**WHAT YOU WILL DO**
In the passage below on science and things in themselves, what is now definitive of water?

**TEXT EXCERPT**
+-------+
These are not my worries... or I don't think so anyway. In part, this is because I think there is reason not to be worried along the above lines. Things in themselves have an impact on our theorizing via experience. The practice of science is about responding to the impact on us of things by generating knowledge. It succeeds in that. I don’t know exactly how it pulls off this trick, but if I had to guess it does so because it taps into the causal impact on us of things in themselves.

Whatever the right explanation of its knowledge-producing power, science pulls off some interesting tricks: it seems to allow for conceptual innovation. Science introduces new concepts – introduces us to the possibility of ascribing new properties to things. Also scientific practice attends to properties for which it is possible to revise our fundamental understandings. It is now definitive (where definitions are understood here as cultural artifacts) of water that it is H2O, when this wasn’t the case some years ago.

So I do think that it can be useful to say “science reveals things independently of our conception of things”. This indicates several kinds of facts. First, the taxonomies of scientific theories are innovative. Second, science counts as a mode of access to things in themselves – an not just our thinking about things in themselves – because science is evidently constrained by things in themselves and their properties. There is probably more to be said.
+-------+
**DATA LINES**
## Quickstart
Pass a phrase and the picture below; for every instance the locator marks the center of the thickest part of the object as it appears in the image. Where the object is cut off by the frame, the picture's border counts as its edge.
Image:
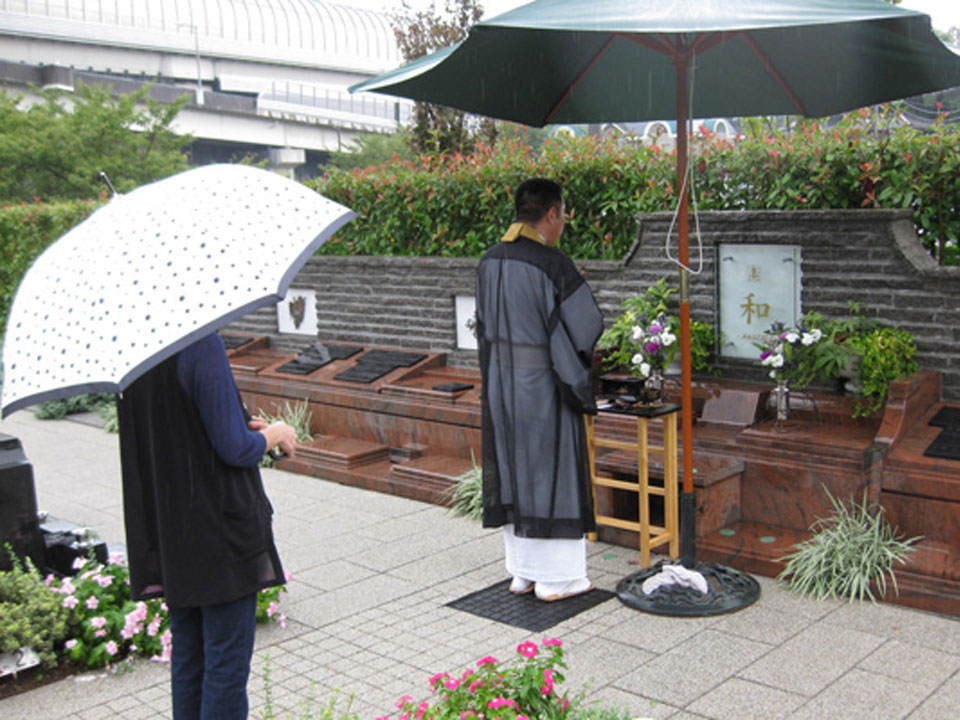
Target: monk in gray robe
(537, 324)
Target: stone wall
(872, 257)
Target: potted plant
(643, 339)
(885, 354)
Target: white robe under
(541, 560)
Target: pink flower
(547, 681)
(528, 649)
(438, 677)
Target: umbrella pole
(688, 508)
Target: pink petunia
(547, 681)
(438, 678)
(528, 649)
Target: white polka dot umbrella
(154, 270)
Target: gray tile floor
(371, 575)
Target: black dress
(198, 530)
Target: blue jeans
(210, 661)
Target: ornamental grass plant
(851, 553)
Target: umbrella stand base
(729, 591)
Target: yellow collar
(519, 229)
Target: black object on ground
(364, 372)
(316, 356)
(452, 387)
(946, 445)
(946, 417)
(232, 342)
(377, 363)
(525, 611)
(728, 590)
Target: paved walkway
(371, 575)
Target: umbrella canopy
(569, 61)
(154, 270)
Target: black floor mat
(947, 445)
(452, 387)
(947, 417)
(232, 342)
(525, 611)
(390, 357)
(316, 356)
(364, 372)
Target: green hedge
(25, 231)
(458, 205)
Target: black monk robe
(198, 530)
(537, 324)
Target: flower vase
(653, 387)
(781, 396)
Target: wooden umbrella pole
(687, 498)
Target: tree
(438, 128)
(55, 149)
(370, 149)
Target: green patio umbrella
(570, 61)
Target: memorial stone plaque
(759, 285)
(297, 313)
(466, 310)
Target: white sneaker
(520, 586)
(548, 592)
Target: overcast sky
(944, 13)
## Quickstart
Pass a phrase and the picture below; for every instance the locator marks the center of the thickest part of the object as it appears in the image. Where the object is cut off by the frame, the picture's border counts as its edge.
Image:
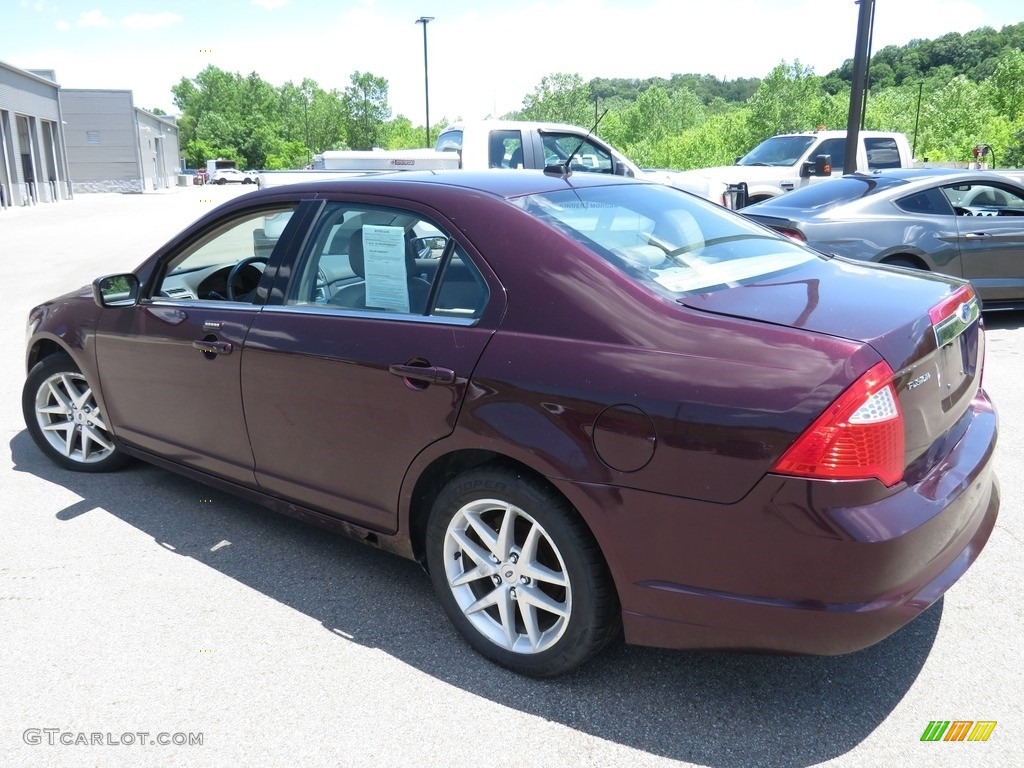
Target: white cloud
(139, 22)
(93, 17)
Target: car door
(365, 363)
(170, 365)
(990, 223)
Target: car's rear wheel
(65, 419)
(519, 573)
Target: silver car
(966, 223)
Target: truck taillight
(858, 436)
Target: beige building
(59, 141)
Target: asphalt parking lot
(143, 603)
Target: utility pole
(865, 20)
(426, 78)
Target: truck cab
(518, 144)
(788, 161)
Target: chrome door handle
(428, 374)
(213, 347)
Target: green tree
(559, 98)
(788, 99)
(1006, 87)
(366, 111)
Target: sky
(483, 55)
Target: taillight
(952, 316)
(858, 436)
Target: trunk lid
(928, 328)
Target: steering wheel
(239, 266)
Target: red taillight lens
(858, 436)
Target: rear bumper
(797, 567)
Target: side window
(505, 150)
(882, 153)
(929, 201)
(587, 156)
(834, 146)
(385, 261)
(462, 293)
(984, 200)
(226, 264)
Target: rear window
(777, 151)
(450, 141)
(667, 240)
(829, 193)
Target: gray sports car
(966, 223)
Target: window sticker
(384, 261)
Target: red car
(587, 404)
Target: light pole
(426, 79)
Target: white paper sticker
(384, 263)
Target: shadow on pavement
(710, 709)
(1004, 321)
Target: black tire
(548, 600)
(65, 419)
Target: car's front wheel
(519, 573)
(65, 419)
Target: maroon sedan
(585, 404)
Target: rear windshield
(667, 240)
(829, 193)
(777, 151)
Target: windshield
(777, 151)
(665, 239)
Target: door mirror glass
(116, 290)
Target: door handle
(213, 347)
(428, 374)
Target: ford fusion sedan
(966, 223)
(592, 408)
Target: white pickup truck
(785, 162)
(502, 144)
(516, 143)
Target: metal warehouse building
(57, 141)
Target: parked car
(231, 176)
(966, 223)
(606, 403)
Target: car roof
(500, 182)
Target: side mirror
(621, 169)
(820, 166)
(430, 247)
(116, 290)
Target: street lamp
(426, 79)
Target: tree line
(948, 94)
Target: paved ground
(142, 602)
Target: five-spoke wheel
(519, 573)
(65, 418)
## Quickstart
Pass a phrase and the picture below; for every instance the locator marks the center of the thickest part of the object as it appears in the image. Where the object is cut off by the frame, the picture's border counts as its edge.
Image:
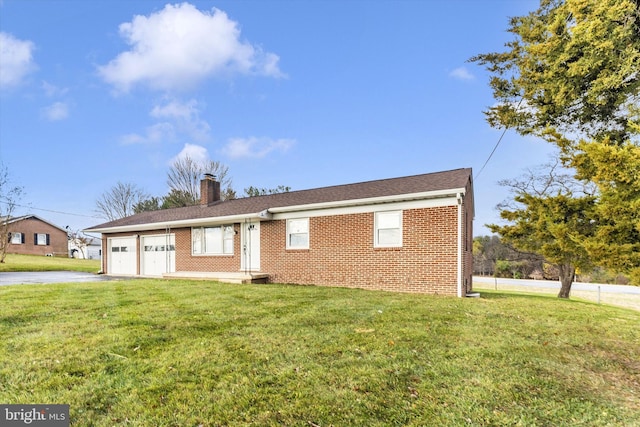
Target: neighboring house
(85, 248)
(409, 234)
(31, 235)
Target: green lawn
(185, 353)
(15, 262)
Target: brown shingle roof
(453, 179)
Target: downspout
(460, 242)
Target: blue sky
(304, 94)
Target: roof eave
(263, 215)
(268, 213)
(425, 195)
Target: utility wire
(497, 143)
(49, 210)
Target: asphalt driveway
(42, 277)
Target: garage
(122, 255)
(158, 254)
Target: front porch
(225, 277)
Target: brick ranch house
(31, 235)
(408, 234)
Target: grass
(14, 262)
(185, 353)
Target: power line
(497, 143)
(50, 210)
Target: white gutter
(370, 200)
(460, 242)
(268, 213)
(262, 215)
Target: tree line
(183, 181)
(571, 77)
(495, 258)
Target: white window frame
(381, 224)
(41, 240)
(298, 228)
(220, 245)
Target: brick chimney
(209, 190)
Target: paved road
(49, 277)
(577, 286)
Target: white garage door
(122, 256)
(158, 255)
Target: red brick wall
(58, 243)
(341, 253)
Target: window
(212, 240)
(298, 233)
(17, 238)
(41, 239)
(388, 229)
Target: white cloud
(180, 45)
(186, 116)
(461, 73)
(255, 147)
(16, 57)
(56, 111)
(52, 90)
(196, 152)
(156, 133)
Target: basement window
(388, 229)
(298, 233)
(212, 240)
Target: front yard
(14, 262)
(183, 353)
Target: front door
(251, 246)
+-------+
**OUTPUT OF THE TASK**
That it is H2O.